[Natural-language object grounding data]
**********

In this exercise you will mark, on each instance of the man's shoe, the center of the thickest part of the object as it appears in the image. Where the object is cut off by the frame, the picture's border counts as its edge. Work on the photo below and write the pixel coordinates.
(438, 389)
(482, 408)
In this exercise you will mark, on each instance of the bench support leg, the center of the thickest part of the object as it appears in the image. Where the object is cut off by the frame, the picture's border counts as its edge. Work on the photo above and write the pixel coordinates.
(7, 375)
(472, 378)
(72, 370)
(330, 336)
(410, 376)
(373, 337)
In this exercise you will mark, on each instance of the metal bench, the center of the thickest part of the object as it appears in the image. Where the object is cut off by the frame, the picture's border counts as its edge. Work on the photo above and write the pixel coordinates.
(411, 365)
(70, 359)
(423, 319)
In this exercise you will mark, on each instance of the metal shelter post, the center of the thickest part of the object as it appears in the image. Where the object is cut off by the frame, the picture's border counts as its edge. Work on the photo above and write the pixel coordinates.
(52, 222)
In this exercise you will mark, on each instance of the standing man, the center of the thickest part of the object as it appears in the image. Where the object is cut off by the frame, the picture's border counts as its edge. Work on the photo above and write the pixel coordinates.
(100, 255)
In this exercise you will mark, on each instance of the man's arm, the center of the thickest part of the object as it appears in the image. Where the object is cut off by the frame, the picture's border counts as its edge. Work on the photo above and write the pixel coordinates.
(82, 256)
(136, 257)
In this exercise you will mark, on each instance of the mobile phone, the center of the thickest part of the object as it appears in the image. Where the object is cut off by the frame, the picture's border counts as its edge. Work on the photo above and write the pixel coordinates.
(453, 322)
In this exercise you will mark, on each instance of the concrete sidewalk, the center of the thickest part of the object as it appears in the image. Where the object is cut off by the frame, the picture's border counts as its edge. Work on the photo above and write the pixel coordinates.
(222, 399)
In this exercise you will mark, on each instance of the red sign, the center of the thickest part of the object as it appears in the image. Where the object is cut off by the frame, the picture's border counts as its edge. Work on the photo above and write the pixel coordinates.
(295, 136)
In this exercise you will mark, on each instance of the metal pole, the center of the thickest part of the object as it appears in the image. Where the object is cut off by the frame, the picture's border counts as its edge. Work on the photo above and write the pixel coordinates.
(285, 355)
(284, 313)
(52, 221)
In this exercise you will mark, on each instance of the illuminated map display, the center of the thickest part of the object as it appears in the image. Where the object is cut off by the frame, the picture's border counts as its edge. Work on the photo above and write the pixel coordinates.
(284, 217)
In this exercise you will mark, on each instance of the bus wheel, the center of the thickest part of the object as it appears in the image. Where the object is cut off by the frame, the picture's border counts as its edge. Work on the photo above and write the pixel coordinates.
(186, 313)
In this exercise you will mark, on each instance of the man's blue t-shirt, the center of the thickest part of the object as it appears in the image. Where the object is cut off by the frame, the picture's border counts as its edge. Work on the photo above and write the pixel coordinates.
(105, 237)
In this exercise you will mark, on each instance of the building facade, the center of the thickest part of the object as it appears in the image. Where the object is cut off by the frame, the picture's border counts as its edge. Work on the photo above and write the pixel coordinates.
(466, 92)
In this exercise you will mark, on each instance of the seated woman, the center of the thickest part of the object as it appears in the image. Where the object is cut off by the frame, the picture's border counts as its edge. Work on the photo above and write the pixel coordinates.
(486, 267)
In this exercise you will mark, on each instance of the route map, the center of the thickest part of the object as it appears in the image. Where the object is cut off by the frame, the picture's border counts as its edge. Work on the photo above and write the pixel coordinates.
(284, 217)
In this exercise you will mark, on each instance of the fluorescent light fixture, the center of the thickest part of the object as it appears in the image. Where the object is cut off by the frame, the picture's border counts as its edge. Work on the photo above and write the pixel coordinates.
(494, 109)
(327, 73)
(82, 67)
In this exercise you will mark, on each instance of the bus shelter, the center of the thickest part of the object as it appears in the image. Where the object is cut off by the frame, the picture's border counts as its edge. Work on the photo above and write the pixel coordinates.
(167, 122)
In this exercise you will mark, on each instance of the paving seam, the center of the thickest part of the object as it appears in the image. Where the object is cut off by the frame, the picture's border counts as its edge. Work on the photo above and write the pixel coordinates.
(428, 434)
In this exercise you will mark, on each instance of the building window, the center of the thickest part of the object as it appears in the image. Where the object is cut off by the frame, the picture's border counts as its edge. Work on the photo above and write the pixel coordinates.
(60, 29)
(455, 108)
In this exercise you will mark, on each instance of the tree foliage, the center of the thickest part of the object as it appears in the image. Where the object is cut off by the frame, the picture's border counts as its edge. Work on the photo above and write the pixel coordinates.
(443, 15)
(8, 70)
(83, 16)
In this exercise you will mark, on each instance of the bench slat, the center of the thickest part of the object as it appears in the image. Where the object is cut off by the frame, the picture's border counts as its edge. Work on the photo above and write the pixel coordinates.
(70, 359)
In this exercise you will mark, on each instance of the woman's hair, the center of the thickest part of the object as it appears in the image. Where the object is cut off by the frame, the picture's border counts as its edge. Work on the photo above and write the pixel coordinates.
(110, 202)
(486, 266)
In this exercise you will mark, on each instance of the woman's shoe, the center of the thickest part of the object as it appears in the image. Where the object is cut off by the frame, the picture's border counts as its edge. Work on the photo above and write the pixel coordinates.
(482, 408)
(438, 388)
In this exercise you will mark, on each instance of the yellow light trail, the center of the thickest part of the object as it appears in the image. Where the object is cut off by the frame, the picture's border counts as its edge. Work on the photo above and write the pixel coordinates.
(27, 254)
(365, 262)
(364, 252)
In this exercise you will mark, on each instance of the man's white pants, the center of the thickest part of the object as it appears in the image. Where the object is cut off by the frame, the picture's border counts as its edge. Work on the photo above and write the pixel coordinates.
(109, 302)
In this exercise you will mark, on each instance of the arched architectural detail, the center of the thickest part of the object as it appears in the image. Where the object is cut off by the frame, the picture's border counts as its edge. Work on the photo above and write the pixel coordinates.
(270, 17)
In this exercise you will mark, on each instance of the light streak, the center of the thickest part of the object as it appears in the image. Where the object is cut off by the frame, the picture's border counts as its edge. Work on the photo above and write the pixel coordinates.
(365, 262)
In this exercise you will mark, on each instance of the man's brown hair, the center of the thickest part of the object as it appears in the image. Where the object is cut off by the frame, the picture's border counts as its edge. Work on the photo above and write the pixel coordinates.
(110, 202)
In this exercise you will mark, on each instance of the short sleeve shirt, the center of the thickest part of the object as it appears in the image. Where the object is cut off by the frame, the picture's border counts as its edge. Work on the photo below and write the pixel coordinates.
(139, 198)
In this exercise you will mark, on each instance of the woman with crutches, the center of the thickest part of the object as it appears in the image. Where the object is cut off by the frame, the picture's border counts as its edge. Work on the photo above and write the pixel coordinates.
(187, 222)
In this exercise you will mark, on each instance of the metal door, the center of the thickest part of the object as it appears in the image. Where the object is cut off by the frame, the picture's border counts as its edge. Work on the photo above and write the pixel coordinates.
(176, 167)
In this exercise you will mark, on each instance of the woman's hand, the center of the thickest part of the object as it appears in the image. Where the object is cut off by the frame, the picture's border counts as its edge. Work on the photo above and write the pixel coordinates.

**********

Copy the records exactly.

In this exercise you will mark, on each instance of the man's shoe, the center of the thickest part of the object as it appears in the image. Where the object is cut off by the frame, the picture's border counts as its edge. Work on the photo below and write the pixel coordinates.
(438, 389)
(482, 408)
In this exercise you will mark, on each instance of the bench support leg, the center of the thickest part of the object as it appears in the image. Where the object is cut off by the frame, the picture's border counts as its edge. Work on the photo above and write the pixel coordinates.
(7, 375)
(472, 378)
(72, 370)
(330, 336)
(410, 376)
(373, 337)
In this exercise you will mark, on each instance of the metal bench, the center of the thickest part of the object as it appears in the image. Where the object is cut off by the frame, the picture's border counts as its edge. Work on the photo above and write the pixel coordinates.
(411, 365)
(70, 359)
(423, 319)
In this exercise you will mark, on each instance of the metal shelter post, the center of the thickest part of the object as it appears in the image. Where the object is cut off by the frame, the picture's border counts as its edge. Work on the photo above and write the pixel coordinates.
(52, 222)
In this exercise you will mark, on each instance of the standing man, the center of the thickest part of the object as it appears in the image. Where the object is cut off by the frame, the picture's border counts as its edge. Work on the photo above and write the pixel coordinates.
(100, 255)
In this exercise you will mark, on each instance of the man's arm, the center of the thickest part of the object as it appears in the image. Where the object is cut off by the frame, the picture's border counts as its edge. Work on the photo above and write the pixel coordinates.
(82, 256)
(136, 257)
In this exercise you will mark, on each instance of the mobile phone, the center of the thickest part of the object as it appears in the image. Where the object is cut off by the frame, the picture's border counts as its edge. Work on the photo above and write the pixel coordinates.
(453, 322)
In this exercise you will mark, on each instance of the concrete sidewalk, the center of the thickest part of the object as it appears in the image. Where the object is cut off by the frame, the picture's border counts as its edge. Work on the photo above and write the pixel coordinates.
(222, 399)
In this exercise you will mark, on each instance of the red sign, the center of the thickest part of the object as it appears in the image. Where the object is cut off by the frame, the picture's border counts as its edge. Work on the photo above and write the pixel coordinates.
(295, 136)
In this exercise you will mark, on each instance of the metal pole, the center of the thickest part of the object as it appears in the image. Where the object is cut off by the frame, the picture's border counts as its edge. Work on the photo above and write the pixel coordinates.
(285, 355)
(284, 313)
(52, 221)
In this exercise you will mark, on each instance of the illuminated map display, the center of the thickest part of the object as it appears in the image. Where the object is cut off by the frame, the picture's border counts as its edge. Work on the photo above and write the pixel coordinates.
(284, 217)
In this exercise you will mark, on each instance of the bus wheel, the center of the thickest part of the object as it appears in the image. Where the object is cut off by the frame, the picture's border counts as its edge. Work on the photo above and write the pixel coordinates.
(186, 313)
In this exercise you will mark, on each instance of the man's blue t-shirt, the center of the thickest part of the object as it appears in the image. Where the object is cut off by the frame, the picture's border counts as its edge. Work on the photo above and write the pixel coordinates.
(105, 237)
In this exercise you will mark, on each instance of the building facade, the center of the thickest part of the object as it appears in the image. Where the object is cut off by the frame, the picture's border counts as its edge. Work on the photo above and write the pixel coordinates.
(466, 92)
In this exercise you will mark, on each instance of the seated woman, the center of the thickest part of the object as it appears in the image. Where the object is cut off by the frame, the picture's border counts as its edge. Work on the photo above and write the pixel coordinates.
(486, 267)
In this exercise you will mark, on each instance of the route map, the center of the thickest part of the object as it appears in the image. Where the object is cut off by the frame, the picture's border counts as its edge. Work on the photo above and write the pixel coordinates.
(284, 217)
In this exercise you will mark, on each instance of the fluorescent light fixture, the center of the thickest part of the object as it appears in the image. Where the object is cut off by the frame, the picture's border counts as its edge. Work on the photo above and write the pixel coordinates.
(494, 109)
(327, 73)
(82, 67)
In this exercise you will mark, on each instance of the bus shelter, the center of the thickest part of the object as it appears in the image. Where the object is cut off by the frame, the picture's border counts as its edge. Work on the photo above and write the pixel coordinates.
(167, 122)
In this exercise you will mark, on each instance of the paving seam, the center of the thickest part of the object as it appears in the image. Where the object is cut off by the frame, the picture's border counts as its edge. Work on the photo above and write the pixel coordinates.
(428, 434)
In this exercise you will mark, on each instance of the building window, the center of the thickest part of the object as it appears in the image. Where the object is cut off by the frame, the picture's border counts as its edge. Work on the photo above and write the pixel coordinates.
(60, 29)
(455, 108)
In this exercise you will mark, on each instance of the tree foliage, the center of the thickest part of the object as it appears in the image. Where the object is cut off by the frame, the picture's border counts as its edge. Work on the photo above and write the pixel coordinates.
(443, 15)
(8, 70)
(83, 16)
In this exercise you will mark, on each instance of the bench slat, the center of the thickest part of the object as it appears in the image. Where the object is cut off by the frame, the picture's border counts as its edge. Work on the photo above and write the pixel coordinates.
(70, 359)
In this exercise you will mark, on each instance of the woman's hair, the center of the thickest part of the object as it appears in the image. Where the object is cut off by the frame, the picture's border counts as its edge. Work on the photo above and write the pixel coordinates.
(110, 202)
(486, 266)
In this exercise you will mark, on each instance of the woman's shoe, the center of the thickest part of the object as it appears in the image. Where the object is cut off by the frame, the picture's border counts as its edge. Work on the photo above and write the pixel coordinates.
(482, 408)
(438, 388)
In this exercise you will mark, on each instance of the yellow light trail, the center of the thickest part of the object as it appears in the image. Where the object is cut off by the frame, the picture's border counts as its edge. Work on the photo above and write the pixel coordinates.
(27, 254)
(365, 262)
(364, 252)
In this exercise you will mark, on each instance of the man's white pants, the center of the thickest part of the object as it appears in the image. Where the object is cut off by the frame, the picture's border counts as its edge. Work on the photo above and write the pixel coordinates.
(109, 302)
In this exercise you will mark, on each instance of the arched architectural detail, the center of the thickest part of the object as it appears in the image. Where the object is cut off by the frame, the picture's border counts as its edge. Work on the photo above and write the pixel coordinates.
(270, 17)
In this exercise you will mark, on each instance of the light streak, the center of the thickest part of the object as it appears in the image. Where the object is cut off by the frame, the picture's border counts as its edge. Work on the photo above and write the pixel coordinates.
(365, 262)
In this exercise you will mark, on each instance of the man's brown hair, the center of the thickest part of the object as it appears in the image. Where the object is cut off by the frame, the picture's border counts as its edge. Work on the photo above and write the pixel coordinates.
(110, 202)
In this exercise you will mark, on each instance of the short sleeve shirt, the center of the thickest part of the object as it appears in the image. Where the object is cut off by the frame, the picture's border counts as its edge. Work on the photo below and write the pixel coordinates.
(139, 198)
In this exercise you will mark, on each instance of the woman with crutches, the center of the thickest part of the object as it appears in the image. Where the object is cut off by the frame, the picture's border counts as its edge. Work on the photo above and write the pixel coordinates.
(187, 222)
In this exercise you will mark, on each instance of the metal door, the center of the thickest part of the object as it appears in the image. Where the object is cut off by the frame, the picture's border counts as its edge. Work on the photo above and write the pixel coordinates.
(176, 167)
In this exercise you will mark, on each instance of the woman's hand, the center of the thickest part of the object as it appears in the image. Where the object is cut off by the frame, the picture's border counts as its edge. Work on the photo above and write the pixel coordinates.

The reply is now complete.